Copy every line of the material below verbatim, changing nothing.

+ + + +

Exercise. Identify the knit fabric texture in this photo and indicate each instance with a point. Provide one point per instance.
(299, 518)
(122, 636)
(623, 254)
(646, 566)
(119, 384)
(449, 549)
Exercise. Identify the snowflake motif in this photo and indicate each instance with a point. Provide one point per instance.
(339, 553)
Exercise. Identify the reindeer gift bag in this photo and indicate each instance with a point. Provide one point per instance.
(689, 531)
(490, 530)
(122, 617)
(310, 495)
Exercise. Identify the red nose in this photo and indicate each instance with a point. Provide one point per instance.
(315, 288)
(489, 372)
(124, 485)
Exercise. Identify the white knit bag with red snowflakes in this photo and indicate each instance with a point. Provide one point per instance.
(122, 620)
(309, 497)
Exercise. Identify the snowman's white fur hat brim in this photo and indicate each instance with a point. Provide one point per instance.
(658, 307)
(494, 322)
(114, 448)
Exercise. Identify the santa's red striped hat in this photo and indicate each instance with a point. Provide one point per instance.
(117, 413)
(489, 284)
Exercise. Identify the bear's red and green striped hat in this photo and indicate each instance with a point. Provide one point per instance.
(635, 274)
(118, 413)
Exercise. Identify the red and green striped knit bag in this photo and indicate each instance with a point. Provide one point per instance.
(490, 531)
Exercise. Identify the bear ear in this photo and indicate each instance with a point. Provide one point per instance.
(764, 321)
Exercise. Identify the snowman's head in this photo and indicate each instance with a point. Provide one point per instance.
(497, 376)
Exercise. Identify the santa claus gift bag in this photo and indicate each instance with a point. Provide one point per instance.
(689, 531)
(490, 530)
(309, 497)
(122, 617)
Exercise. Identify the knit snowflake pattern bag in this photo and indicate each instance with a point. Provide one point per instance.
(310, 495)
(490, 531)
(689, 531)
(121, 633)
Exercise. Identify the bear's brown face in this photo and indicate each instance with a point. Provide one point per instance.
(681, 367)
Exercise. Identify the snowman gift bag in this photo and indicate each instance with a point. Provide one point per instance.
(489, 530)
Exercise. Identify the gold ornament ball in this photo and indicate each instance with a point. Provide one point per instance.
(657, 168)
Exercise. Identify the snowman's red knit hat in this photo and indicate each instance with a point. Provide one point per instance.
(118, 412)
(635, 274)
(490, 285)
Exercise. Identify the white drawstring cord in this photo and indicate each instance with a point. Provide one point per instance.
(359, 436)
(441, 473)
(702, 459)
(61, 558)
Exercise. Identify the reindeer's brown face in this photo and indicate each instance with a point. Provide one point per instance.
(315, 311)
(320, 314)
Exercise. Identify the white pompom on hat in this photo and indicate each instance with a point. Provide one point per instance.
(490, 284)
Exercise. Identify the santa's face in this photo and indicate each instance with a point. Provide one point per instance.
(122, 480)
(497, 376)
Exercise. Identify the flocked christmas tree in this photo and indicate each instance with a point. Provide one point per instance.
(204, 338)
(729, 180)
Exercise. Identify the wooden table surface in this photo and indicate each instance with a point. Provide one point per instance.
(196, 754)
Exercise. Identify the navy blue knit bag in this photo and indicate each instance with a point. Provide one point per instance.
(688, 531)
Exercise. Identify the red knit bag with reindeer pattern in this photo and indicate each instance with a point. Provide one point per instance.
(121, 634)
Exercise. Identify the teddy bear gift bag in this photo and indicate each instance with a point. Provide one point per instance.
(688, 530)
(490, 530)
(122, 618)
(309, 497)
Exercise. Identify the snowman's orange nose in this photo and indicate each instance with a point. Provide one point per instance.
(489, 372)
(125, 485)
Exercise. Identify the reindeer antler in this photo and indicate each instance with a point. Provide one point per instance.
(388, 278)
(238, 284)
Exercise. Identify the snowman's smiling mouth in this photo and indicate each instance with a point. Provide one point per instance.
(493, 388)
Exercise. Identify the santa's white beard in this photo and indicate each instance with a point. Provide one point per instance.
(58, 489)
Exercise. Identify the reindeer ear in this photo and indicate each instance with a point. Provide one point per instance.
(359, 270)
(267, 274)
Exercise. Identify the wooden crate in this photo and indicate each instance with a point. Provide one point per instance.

+ + + +

◆ Response:
Exercise. Identify the knit fabric texture in this photo and indicate each instance with a point. Provide one point per instance.
(299, 518)
(122, 636)
(623, 254)
(646, 566)
(119, 384)
(449, 549)
Exercise. Identify the snowflake motif in this photo and indicate each instance with a point. Provide one point per instance.
(339, 553)
Exercise. Identify the reindeer gift bag in this photo and indicate each instance with a point. Provide one point per instance.
(689, 531)
(490, 530)
(122, 617)
(310, 495)
Exercise. Identify the red nose in this photo and indicate each instance with a point. Provide one point per instance.
(315, 288)
(489, 372)
(124, 485)
Exercise. Identify the white knit bag with red snowflakes in this photo and indicate each instance with a point. Provide one point per instance.
(122, 620)
(309, 497)
Exercise. Identify the snowman's white fur hat brim in this photo and indicate each instance with a point. Provide one point per instance.
(658, 307)
(494, 322)
(114, 448)
Exercise. Identify the santa's red striped hat in this photo and indicate each instance with a point. Provide one point per instance.
(117, 413)
(489, 284)
Exercise. Identify the bear's red and green striped hat in this photo and indicate each instance with a point. Provide one point per instance.
(635, 274)
(118, 413)
Exercise. Identify the red and green striped knit bag in this photo and indicate each instance with a point. Provide one point per instance.
(490, 531)
Exercise. Identify the bear ear in this photo and indicate each instance with a point. Provide one point per instance.
(764, 321)
Exercise. Identify the snowman's head in this photo and indicate each instance with a point. Provide one point per instance.
(497, 376)
Exercise. Identify the santa claus gift bag in this photo and indicate each instance with a point. Provide one point per instance.
(689, 531)
(490, 530)
(309, 497)
(122, 617)
Exercise. Identify the knit snowflake pattern bag in this photo and indicate each instance with a point. Provide one point per instance.
(310, 495)
(490, 531)
(689, 531)
(121, 633)
Exercise. Identify the bear's brown face in this photo and indicate each instance with a point. Provide one point per instance.
(681, 367)
Exercise. Identify the snowman gift bag in this photo and indicate each instance with a point. Provide one point per instance.
(489, 530)
Exercise. Identify the gold ornament ball in this photo and indicate each instance with a point. Provide one point per instance.
(657, 168)
Exercise. Identify the snowman's red knit hat in this photo and indicate each instance with a point. Provide one point per instance.
(118, 412)
(635, 274)
(490, 285)
Exercise. Identify the white drawstring cord in this photo and indicate each instance with a point. Provide one point per instance.
(359, 436)
(441, 473)
(702, 459)
(61, 558)
Exercise. Identify the reindeer's brown face in this photo and indicate each instance with a point. Provide one point per instance.
(315, 311)
(320, 314)
Exercise. Identify the white pompom on hat in this photo and indicate each instance with a point. Provide one point per instance.
(490, 284)
Exercise. Identify the santa's face in this photo and indicate each instance with a point. Provide one point per instance.
(122, 480)
(497, 376)
Exercise. Identify the flocked christmas tree in this photo and indicate each instance with a point. Provide one point per instance.
(204, 338)
(729, 180)
Exercise. Identify the wooden table surface in this photo and indicate each instance with a point. Provide one point per instance.
(196, 754)
Exercise. Identify the navy blue knit bag in this photo and indicate each instance with a point. Provide one point per instance.
(688, 531)
Exercise. Identify the red knit bag with reindeer pattern in this photo and indicate each instance with a point. Provide one point per instance.
(121, 634)
Exercise. Identify the teddy bear gift bag in this photo and indicate each instance with a point. Provide one point per instance.
(688, 530)
(490, 530)
(122, 618)
(309, 497)
Exercise. Identify the snowman's orange nose in this photo and indicate each instance with a point. Provide one point per instance.
(489, 372)
(125, 485)
Exercise. Identify the reindeer antler in this photo and indicate each instance with a point. Provide one point per instance.
(388, 278)
(238, 284)
Exercise. Identify the snowman's smiling mouth in this photo and indicate each instance with a point. Provide one point per instance.
(493, 388)
Exercise. Identify the santa's white beard in this photo and indicate each instance with a point. Provide one point per instance.
(58, 489)
Exercise. Identify the reindeer ear in this photo and indicate each instance with a point. Provide one point per instance.
(359, 270)
(267, 274)
Exercise. Identify the wooden crate in this photo and indicate each instance with a point. Provide one point per instance.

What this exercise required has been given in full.